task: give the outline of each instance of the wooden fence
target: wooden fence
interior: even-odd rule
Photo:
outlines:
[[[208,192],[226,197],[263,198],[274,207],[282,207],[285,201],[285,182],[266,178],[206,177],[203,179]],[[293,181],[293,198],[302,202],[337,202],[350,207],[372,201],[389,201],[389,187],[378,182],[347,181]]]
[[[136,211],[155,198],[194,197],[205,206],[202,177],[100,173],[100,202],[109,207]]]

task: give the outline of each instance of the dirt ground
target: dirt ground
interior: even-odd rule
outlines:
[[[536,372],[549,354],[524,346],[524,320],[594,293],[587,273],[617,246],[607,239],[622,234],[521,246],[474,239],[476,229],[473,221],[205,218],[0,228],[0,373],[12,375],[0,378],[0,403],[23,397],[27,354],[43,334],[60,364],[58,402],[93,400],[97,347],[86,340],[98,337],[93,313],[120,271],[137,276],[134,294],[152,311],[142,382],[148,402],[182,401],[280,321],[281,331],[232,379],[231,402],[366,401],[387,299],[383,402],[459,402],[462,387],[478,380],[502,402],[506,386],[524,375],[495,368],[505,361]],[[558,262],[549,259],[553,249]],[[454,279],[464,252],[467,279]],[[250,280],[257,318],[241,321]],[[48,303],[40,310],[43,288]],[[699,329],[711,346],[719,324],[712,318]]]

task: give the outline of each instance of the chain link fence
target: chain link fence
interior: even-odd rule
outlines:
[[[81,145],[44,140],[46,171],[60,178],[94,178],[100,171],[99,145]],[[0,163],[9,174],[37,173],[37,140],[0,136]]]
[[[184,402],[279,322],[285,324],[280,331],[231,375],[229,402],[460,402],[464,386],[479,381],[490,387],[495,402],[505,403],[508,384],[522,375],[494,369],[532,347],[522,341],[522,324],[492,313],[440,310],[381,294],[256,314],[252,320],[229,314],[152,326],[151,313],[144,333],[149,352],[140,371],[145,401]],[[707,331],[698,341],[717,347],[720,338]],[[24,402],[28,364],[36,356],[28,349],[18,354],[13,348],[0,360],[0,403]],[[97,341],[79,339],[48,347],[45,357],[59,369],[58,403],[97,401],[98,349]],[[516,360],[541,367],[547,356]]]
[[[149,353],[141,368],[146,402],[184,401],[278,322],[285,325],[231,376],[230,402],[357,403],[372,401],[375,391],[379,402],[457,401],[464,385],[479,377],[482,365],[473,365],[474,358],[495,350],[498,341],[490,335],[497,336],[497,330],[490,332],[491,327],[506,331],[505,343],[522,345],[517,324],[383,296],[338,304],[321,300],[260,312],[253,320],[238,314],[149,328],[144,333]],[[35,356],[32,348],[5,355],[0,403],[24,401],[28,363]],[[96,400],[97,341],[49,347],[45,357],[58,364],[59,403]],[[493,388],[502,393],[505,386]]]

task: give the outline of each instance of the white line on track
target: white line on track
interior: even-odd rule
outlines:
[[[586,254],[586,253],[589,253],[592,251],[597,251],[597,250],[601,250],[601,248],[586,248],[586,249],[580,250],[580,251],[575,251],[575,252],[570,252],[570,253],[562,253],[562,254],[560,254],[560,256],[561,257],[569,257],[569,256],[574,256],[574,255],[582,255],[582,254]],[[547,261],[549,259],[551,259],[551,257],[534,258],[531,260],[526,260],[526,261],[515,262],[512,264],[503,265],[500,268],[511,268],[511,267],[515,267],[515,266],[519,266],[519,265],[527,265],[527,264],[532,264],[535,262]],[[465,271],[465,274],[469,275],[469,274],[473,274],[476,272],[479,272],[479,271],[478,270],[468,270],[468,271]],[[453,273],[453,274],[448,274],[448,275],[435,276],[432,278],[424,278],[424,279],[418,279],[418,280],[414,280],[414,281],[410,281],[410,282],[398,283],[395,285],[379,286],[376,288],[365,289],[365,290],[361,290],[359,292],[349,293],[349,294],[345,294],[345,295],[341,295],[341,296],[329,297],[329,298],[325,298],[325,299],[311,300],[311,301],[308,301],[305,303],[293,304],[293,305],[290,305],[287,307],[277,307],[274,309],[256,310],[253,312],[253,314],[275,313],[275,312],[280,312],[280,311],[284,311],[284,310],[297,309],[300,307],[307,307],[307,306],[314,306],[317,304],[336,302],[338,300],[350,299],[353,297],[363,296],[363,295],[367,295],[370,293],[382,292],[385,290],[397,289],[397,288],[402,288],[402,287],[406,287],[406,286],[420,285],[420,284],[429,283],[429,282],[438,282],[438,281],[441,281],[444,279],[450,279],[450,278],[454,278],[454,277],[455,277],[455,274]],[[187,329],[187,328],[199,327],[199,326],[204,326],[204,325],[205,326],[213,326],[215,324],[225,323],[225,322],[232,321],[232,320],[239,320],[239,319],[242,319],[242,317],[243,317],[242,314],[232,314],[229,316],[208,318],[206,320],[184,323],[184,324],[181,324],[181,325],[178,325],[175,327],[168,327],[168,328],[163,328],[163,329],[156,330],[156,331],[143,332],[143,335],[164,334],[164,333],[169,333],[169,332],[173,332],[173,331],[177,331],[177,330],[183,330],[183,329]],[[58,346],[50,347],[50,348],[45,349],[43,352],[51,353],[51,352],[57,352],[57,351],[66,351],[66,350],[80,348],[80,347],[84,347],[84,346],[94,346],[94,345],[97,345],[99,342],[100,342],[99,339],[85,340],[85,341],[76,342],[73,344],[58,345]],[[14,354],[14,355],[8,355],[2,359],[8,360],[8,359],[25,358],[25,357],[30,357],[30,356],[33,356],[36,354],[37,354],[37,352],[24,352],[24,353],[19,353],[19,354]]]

[WHAT THE TASK REQUIRES]: Please filter the data down to the lines containing the word "wooden".

[SOLUTION]:
task: give the outline of each instance of the wooden fence
target: wooden fence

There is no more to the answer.